→ **Sélection**:
= = =

J’avoue que c’était un peu déroutant parce que dans son allocution, le ministre a parlé des cellules d’isolement qui ressemblaient beaucoup aux cellules de l’unité à sécurité maximale. Il est clair que dans les pénitenciers pour femmes, le recours aux unités d’isolement a pris la même ampleur que dans certaines unités pour hommes, comme nous l’avons vu dans l’unité à sécurité maximale de Collins Bay.
Il s’agit effectivement d’un autre problème qui n’est pas traité dans le projet de loi. Les amendements proposés visent certains problèmes liés aux conditions d’isolement, mais aucun ne concerne les problèmes particuliers qui découlent du regroupement de plusieurs établissements.
La sénatrice Dasko : Ce que je dis, c’est que personne ne fait partie de la population générale. Les détenus se trouvent déjà dans des unités séparées. Quand je lis l’amendement, il me semble qu’il touche l’ensemble de l’établissement. Vous dites... C’est ce que je comprends, c’est tout.
La sénatrice Pate : Dans la plupart des établissements carcéraux, les détenus sont répartis selon la cote de sécurité qui leur est attribuée. Dans certains établissements, les détenus à sécurité minimale et moyenne sont mélangés, mais les détenus à sécurité maximale sont habituellement séparés.

= = =

→ **Lignes de données**:
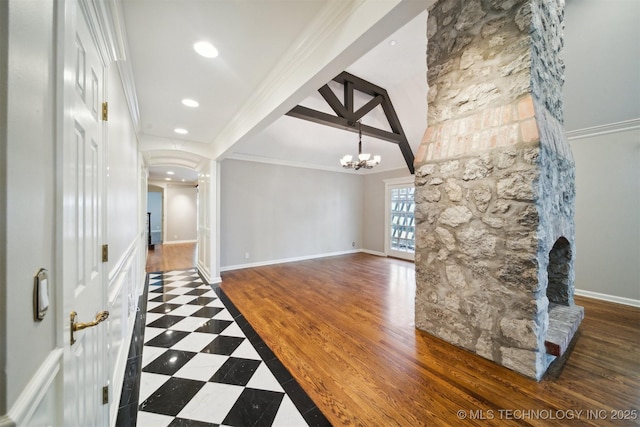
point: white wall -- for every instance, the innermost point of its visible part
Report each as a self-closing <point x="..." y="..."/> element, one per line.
<point x="180" y="217"/>
<point x="274" y="213"/>
<point x="208" y="224"/>
<point x="602" y="57"/>
<point x="602" y="93"/>
<point x="608" y="214"/>
<point x="125" y="232"/>
<point x="28" y="192"/>
<point x="154" y="206"/>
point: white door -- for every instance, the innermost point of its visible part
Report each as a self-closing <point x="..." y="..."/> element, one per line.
<point x="399" y="218"/>
<point x="82" y="188"/>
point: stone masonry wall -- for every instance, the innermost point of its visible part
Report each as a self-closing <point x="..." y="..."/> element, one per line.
<point x="494" y="180"/>
<point x="483" y="53"/>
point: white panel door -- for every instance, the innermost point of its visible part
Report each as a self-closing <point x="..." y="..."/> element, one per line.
<point x="84" y="369"/>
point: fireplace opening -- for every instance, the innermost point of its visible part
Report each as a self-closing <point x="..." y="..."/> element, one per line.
<point x="564" y="316"/>
<point x="558" y="272"/>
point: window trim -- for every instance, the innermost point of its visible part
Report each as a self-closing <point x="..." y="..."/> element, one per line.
<point x="390" y="184"/>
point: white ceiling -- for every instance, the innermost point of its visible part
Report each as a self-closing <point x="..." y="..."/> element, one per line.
<point x="252" y="37"/>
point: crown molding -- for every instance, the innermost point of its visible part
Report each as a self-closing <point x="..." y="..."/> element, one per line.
<point x="623" y="126"/>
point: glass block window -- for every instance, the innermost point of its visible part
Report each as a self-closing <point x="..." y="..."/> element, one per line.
<point x="402" y="220"/>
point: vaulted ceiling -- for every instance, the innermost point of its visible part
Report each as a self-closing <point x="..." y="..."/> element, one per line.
<point x="273" y="55"/>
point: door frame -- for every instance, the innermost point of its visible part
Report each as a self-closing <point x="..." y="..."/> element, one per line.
<point x="390" y="184"/>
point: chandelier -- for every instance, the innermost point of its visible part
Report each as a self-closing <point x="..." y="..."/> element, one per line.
<point x="364" y="159"/>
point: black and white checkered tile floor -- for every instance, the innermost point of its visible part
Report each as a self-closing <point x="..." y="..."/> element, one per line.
<point x="202" y="364"/>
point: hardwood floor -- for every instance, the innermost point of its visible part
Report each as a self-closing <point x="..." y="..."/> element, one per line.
<point x="344" y="328"/>
<point x="173" y="256"/>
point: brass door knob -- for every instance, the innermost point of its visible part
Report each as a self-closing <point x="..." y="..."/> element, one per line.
<point x="78" y="326"/>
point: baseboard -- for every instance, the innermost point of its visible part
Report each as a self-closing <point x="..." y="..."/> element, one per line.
<point x="41" y="383"/>
<point x="610" y="298"/>
<point x="286" y="260"/>
<point x="206" y="274"/>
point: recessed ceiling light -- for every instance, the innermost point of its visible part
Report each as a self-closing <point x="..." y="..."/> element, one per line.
<point x="206" y="49"/>
<point x="190" y="103"/>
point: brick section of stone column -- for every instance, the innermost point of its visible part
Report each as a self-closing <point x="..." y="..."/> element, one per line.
<point x="494" y="180"/>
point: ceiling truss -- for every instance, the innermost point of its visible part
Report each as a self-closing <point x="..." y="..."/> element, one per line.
<point x="346" y="118"/>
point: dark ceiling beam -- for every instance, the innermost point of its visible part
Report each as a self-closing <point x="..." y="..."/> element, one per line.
<point x="346" y="118"/>
<point x="322" y="118"/>
<point x="333" y="101"/>
<point x="368" y="107"/>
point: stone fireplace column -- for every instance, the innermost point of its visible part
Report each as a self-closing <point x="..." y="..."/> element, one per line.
<point x="495" y="238"/>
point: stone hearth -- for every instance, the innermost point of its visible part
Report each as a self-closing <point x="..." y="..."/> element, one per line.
<point x="495" y="236"/>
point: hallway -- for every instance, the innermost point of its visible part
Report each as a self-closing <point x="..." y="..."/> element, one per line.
<point x="195" y="361"/>
<point x="343" y="327"/>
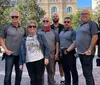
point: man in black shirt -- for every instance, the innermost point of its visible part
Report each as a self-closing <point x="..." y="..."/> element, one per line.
<point x="58" y="28"/>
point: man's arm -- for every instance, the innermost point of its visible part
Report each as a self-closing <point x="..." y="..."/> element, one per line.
<point x="72" y="46"/>
<point x="2" y="41"/>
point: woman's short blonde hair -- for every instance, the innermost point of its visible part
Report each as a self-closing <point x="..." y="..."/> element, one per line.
<point x="32" y="22"/>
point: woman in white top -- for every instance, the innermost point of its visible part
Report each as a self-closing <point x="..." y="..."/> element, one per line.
<point x="34" y="52"/>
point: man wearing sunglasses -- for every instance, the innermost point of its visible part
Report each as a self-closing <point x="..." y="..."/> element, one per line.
<point x="67" y="46"/>
<point x="57" y="27"/>
<point x="10" y="38"/>
<point x="86" y="38"/>
<point x="51" y="38"/>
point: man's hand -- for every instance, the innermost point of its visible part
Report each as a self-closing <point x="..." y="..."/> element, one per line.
<point x="8" y="52"/>
<point x="21" y="67"/>
<point x="46" y="61"/>
<point x="56" y="57"/>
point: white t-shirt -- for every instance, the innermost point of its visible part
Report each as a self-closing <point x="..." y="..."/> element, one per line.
<point x="33" y="50"/>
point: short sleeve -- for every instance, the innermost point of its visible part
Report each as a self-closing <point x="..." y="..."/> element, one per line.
<point x="3" y="32"/>
<point x="73" y="35"/>
<point x="93" y="28"/>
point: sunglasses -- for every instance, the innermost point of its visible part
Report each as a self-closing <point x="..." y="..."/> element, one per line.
<point x="66" y="22"/>
<point x="31" y="26"/>
<point x="45" y="21"/>
<point x="14" y="17"/>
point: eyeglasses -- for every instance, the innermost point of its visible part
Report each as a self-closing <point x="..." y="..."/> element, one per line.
<point x="31" y="26"/>
<point x="66" y="21"/>
<point x="84" y="13"/>
<point x="14" y="17"/>
<point x="45" y="21"/>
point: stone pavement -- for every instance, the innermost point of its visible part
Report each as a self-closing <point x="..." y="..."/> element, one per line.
<point x="25" y="79"/>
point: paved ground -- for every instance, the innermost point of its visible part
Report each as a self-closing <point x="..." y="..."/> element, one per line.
<point x="25" y="79"/>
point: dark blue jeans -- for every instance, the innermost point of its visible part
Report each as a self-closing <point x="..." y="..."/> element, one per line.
<point x="35" y="71"/>
<point x="87" y="66"/>
<point x="10" y="61"/>
<point x="69" y="67"/>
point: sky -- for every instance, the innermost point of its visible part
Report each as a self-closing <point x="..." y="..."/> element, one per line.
<point x="84" y="3"/>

= = =

→ **Tâche à réaliser**:
Répondez, s'il vous plaît, à ces questions d'après la sélection :
1. Dans quelle unité de Collins Bay a-t-on vu le recours aux unités d'isolement prendre de l'ampleur ?
2. Selon la sénatrice Dasko, quelle partie de l'établissement l'amendement touche-t-il ?
3. D'après la sénatrice Pate, quels détenus sont habituellement séparés des autres ?

→ **Réponse**:
1. L'unité à sécurité maximale.
2. L'ensemble de l'établissement.
3. Les détenus à sécurité maximale.